• Exercise instructions: Reproduce the rows below word for word, from their start up to and including the line containing "negative clicks: (278, 7) (227, 37)". Leave out the pictures.

• Data:
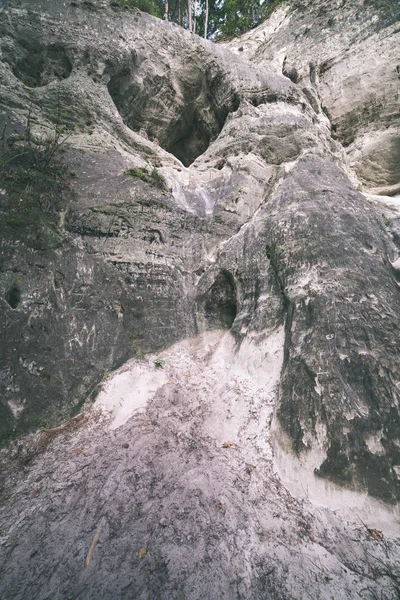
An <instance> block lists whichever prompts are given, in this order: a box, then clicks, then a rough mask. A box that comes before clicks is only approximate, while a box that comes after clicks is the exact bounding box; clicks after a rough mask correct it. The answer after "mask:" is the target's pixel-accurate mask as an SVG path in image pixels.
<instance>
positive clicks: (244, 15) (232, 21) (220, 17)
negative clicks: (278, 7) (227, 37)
mask: <svg viewBox="0 0 400 600" xmlns="http://www.w3.org/2000/svg"><path fill="white" fill-rule="evenodd" d="M277 4H279V2H276V1H275V2H272V1H271V0H270V1H268V0H225V2H224V3H223V5H222V6H221V8H220V19H219V20H220V23H219V30H220V33H221V34H222V35H223V36H226V37H232V36H235V35H240V34H241V33H244V32H245V31H248V30H249V29H252V28H253V27H256V26H257V25H258V24H259V23H261V22H262V21H264V19H266V18H267V17H268V15H269V14H270V12H271V10H272V8H274V7H275V6H276V5H277Z"/></svg>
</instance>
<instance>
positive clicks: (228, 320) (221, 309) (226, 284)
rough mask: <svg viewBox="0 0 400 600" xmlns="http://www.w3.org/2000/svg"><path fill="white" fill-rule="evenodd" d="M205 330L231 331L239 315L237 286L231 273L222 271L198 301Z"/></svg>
mask: <svg viewBox="0 0 400 600" xmlns="http://www.w3.org/2000/svg"><path fill="white" fill-rule="evenodd" d="M198 312H199V313H200V315H201V316H202V319H203V322H204V329H206V330H210V329H230V328H231V327H232V324H233V322H234V320H235V318H236V314H237V301H236V284H235V280H234V278H233V276H232V275H231V273H228V272H227V271H221V272H220V273H219V274H218V276H217V277H216V279H215V281H214V283H213V284H212V285H211V287H210V288H209V290H208V291H207V293H206V294H205V295H204V296H202V297H201V298H200V299H199V301H198Z"/></svg>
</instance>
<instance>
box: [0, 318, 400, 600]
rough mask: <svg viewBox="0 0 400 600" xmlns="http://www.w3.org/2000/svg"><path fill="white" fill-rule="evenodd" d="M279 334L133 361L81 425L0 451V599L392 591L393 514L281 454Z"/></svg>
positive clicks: (192, 346) (111, 386) (393, 544)
mask: <svg viewBox="0 0 400 600" xmlns="http://www.w3.org/2000/svg"><path fill="white" fill-rule="evenodd" d="M283 336H284V332H283V330H281V329H278V330H276V331H274V332H273V333H272V334H270V336H269V337H264V338H255V337H253V338H252V339H250V338H247V340H246V341H245V342H244V343H243V344H242V346H241V348H240V349H239V350H238V349H237V347H236V345H235V342H234V339H233V338H232V336H231V335H230V334H229V333H227V332H221V331H219V332H209V333H205V334H203V335H201V336H199V337H197V338H194V339H191V340H185V341H183V342H180V343H178V344H175V345H174V346H172V347H171V348H169V349H168V350H166V351H165V352H163V353H161V354H160V355H148V356H145V357H143V358H141V359H137V360H132V361H130V362H129V363H127V364H126V365H124V366H123V367H121V368H120V369H119V370H118V371H116V372H115V373H113V374H112V375H111V376H110V377H109V378H108V379H107V380H106V381H105V382H104V383H103V385H102V390H101V392H100V394H99V396H98V398H97V400H96V403H95V405H94V407H93V408H92V409H91V411H90V412H89V413H87V414H86V415H84V416H83V417H82V420H81V421H79V422H77V424H76V426H75V425H73V426H71V427H66V428H64V429H62V430H61V431H58V432H56V433H55V434H54V435H53V434H50V435H49V434H48V433H47V437H46V432H42V433H38V434H37V435H36V436H31V437H30V439H28V440H23V441H20V442H18V443H15V444H13V445H12V446H11V447H10V448H9V449H8V450H7V451H3V452H2V454H1V457H0V459H1V460H2V461H3V480H2V505H1V509H0V531H1V538H0V569H1V571H0V572H1V582H0V597H1V598H7V600H12V599H17V598H18V599H21V600H22V599H24V600H26V599H30V598H32V599H33V598H34V599H35V600H36V599H37V600H45V599H49V600H50V598H51V600H58V599H60V600H61V599H62V600H64V599H66V598H85V599H92V598H93V599H96V600H97V599H101V598H105V599H106V598H107V599H109V598H135V599H136V598H140V599H142V598H143V599H145V598H146V599H149V600H150V599H153V598H162V599H168V600H169V599H175V598H184V599H186V598H187V599H190V600H192V599H200V598H202V599H203V598H204V599H206V598H207V599H208V598H209V599H214V598H215V599H221V598H226V599H233V598H246V599H250V598H251V599H259V598H260V599H263V598H266V599H267V598H271V599H274V600H275V599H280V598H282V599H304V600H306V599H307V600H308V599H314V598H315V600H321V599H326V600H332V598H334V599H335V600H339V599H344V598H346V599H354V598H366V599H369V598H379V599H387V600H389V599H390V600H391V599H394V598H397V597H399V595H398V594H399V588H398V583H399V575H400V573H399V568H398V565H399V564H400V560H399V558H400V549H399V543H398V539H397V538H396V535H397V531H396V530H395V529H394V528H393V529H391V526H390V523H391V521H390V518H392V517H391V515H390V513H387V515H389V516H388V517H387V518H388V519H389V520H388V522H387V523H386V525H387V527H386V530H385V531H383V532H381V531H380V530H378V527H377V523H376V522H373V521H372V520H364V518H363V516H362V515H361V513H362V503H361V500H362V497H361V495H357V498H356V500H357V502H358V501H360V506H359V508H360V510H358V509H357V512H356V511H354V512H353V513H352V512H349V511H347V512H343V511H342V509H343V507H342V509H341V510H334V504H335V502H334V498H333V497H334V496H335V493H336V491H335V490H332V489H330V491H329V494H328V495H329V499H330V506H331V507H330V508H326V507H323V506H322V505H323V504H324V497H323V494H321V491H320V490H317V492H315V494H314V498H313V500H314V502H315V503H314V504H311V503H310V501H309V499H308V498H307V496H308V495H311V496H312V494H310V493H309V492H310V485H311V484H310V481H306V480H305V479H304V474H303V472H302V470H301V469H302V468H303V466H302V465H298V464H296V463H295V462H293V461H292V462H291V463H290V461H289V459H288V457H287V456H286V457H282V456H278V457H276V450H275V452H274V449H273V440H272V437H271V422H272V421H273V413H274V407H275V404H276V394H277V385H278V381H279V375H280V369H281V364H282V357H283V354H282V353H283ZM157 365H158V366H157ZM277 458H278V460H277ZM296 473H297V477H296ZM285 479H286V480H287V481H286V483H285ZM289 480H290V481H292V484H291V485H289V484H287V482H289V483H290V481H289ZM293 480H294V481H295V483H296V484H297V489H295V488H296V486H295V485H294V484H293ZM291 487H292V488H293V489H292V490H291V491H292V492H293V494H292V493H291V491H290V488H291ZM299 490H300V491H301V490H303V493H302V494H301V493H299ZM304 490H306V493H304ZM349 494H350V492H349ZM353 494H355V492H353ZM325 496H326V494H325ZM348 497H349V496H348ZM332 498H333V499H332ZM357 502H356V505H357ZM380 508H381V509H382V510H383V508H382V507H380ZM363 514H364V513H363ZM376 514H377V513H376ZM376 514H375V516H376ZM385 514H386V513H385ZM351 516H353V519H351ZM373 516H374V515H373V514H372V513H370V515H369V516H368V514H367V518H368V519H369V518H371V519H372V517H373ZM378 520H379V519H378ZM381 520H382V519H381ZM382 522H383V521H382ZM393 523H395V521H392V524H393Z"/></svg>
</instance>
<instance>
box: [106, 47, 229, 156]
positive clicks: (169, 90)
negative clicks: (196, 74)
mask: <svg viewBox="0 0 400 600" xmlns="http://www.w3.org/2000/svg"><path fill="white" fill-rule="evenodd" d="M135 71H136V65H135V57H134V56H133V57H131V59H130V63H129V64H128V65H125V67H123V68H122V69H121V70H120V71H119V72H118V73H116V74H114V75H113V76H112V77H111V78H110V81H109V83H108V91H109V94H110V96H111V98H112V100H113V102H114V104H115V106H116V107H117V109H118V112H119V113H120V115H121V116H122V118H123V120H124V123H125V125H126V126H127V127H129V129H132V131H135V132H145V134H146V135H147V136H148V138H149V139H150V140H152V141H154V140H157V142H158V144H159V145H160V146H161V148H163V149H164V150H166V151H167V152H170V153H171V154H173V155H174V156H176V158H178V159H179V160H180V161H181V163H182V164H183V165H184V166H185V167H188V166H189V165H190V164H192V162H194V161H195V160H196V158H197V157H198V156H201V155H202V154H204V152H205V151H206V150H207V148H208V147H209V145H210V143H211V142H212V141H213V140H215V139H216V138H217V137H218V135H219V134H220V132H221V130H222V128H223V126H224V123H225V121H226V119H227V117H228V114H229V113H230V112H235V111H236V110H237V109H238V107H239V104H240V98H239V96H238V95H237V94H236V93H232V94H231V95H227V96H225V97H224V98H223V102H222V101H221V100H220V99H219V94H218V85H219V84H220V79H219V78H218V77H217V78H215V79H216V81H209V80H208V78H207V76H206V75H204V73H202V72H201V71H200V70H198V76H197V78H196V79H195V80H194V81H193V82H191V85H190V86H188V85H186V84H185V83H184V82H182V84H181V97H180V98H179V100H178V99H177V93H176V90H175V89H174V88H173V87H172V86H171V82H170V81H169V79H168V77H162V76H159V77H157V78H155V77H153V78H151V77H150V76H149V78H148V81H147V82H146V83H143V82H141V83H139V82H138V81H136V73H135Z"/></svg>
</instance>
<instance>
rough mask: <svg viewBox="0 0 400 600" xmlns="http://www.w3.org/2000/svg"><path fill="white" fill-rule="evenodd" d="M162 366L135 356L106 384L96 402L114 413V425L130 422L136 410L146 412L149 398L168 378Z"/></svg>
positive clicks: (113, 422)
mask: <svg viewBox="0 0 400 600" xmlns="http://www.w3.org/2000/svg"><path fill="white" fill-rule="evenodd" d="M166 380H167V378H166V374H165V372H164V371H163V369H162V368H159V367H158V368H157V367H156V366H155V364H154V362H153V363H150V362H145V363H144V362H140V361H136V360H131V361H129V362H128V363H126V364H125V365H123V366H122V367H120V368H119V369H118V370H117V371H115V372H114V373H113V374H112V375H111V376H110V377H109V378H108V379H107V380H106V381H105V382H104V384H103V389H102V391H101V392H100V394H99V395H98V397H97V399H96V402H95V404H94V408H95V409H100V410H103V411H105V412H108V413H110V414H111V415H112V423H111V427H112V429H116V428H117V427H120V426H121V425H123V424H124V423H126V422H127V421H128V420H129V419H130V418H131V417H132V416H133V415H134V414H135V413H138V412H144V411H145V410H146V407H147V404H148V402H149V400H150V399H151V398H152V397H153V396H154V394H155V393H156V392H157V390H158V389H159V388H160V387H161V386H163V385H164V384H165V382H166Z"/></svg>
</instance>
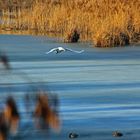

• Finished exercise:
An <instance> block lists whichever prompts are given, in this order: a box, then clicks, then a rough mask. A box that comes before clicks is only approximate, while a box that comes after clicks is the exact bounding box; clicks after a rough mask correct it. The answer after "mask:" is the target's pixel-accurate mask as an SVG path in image pixels.
<instance>
positive clicks: (244, 15) (232, 21) (220, 17)
negative clicks: (278, 7) (227, 37)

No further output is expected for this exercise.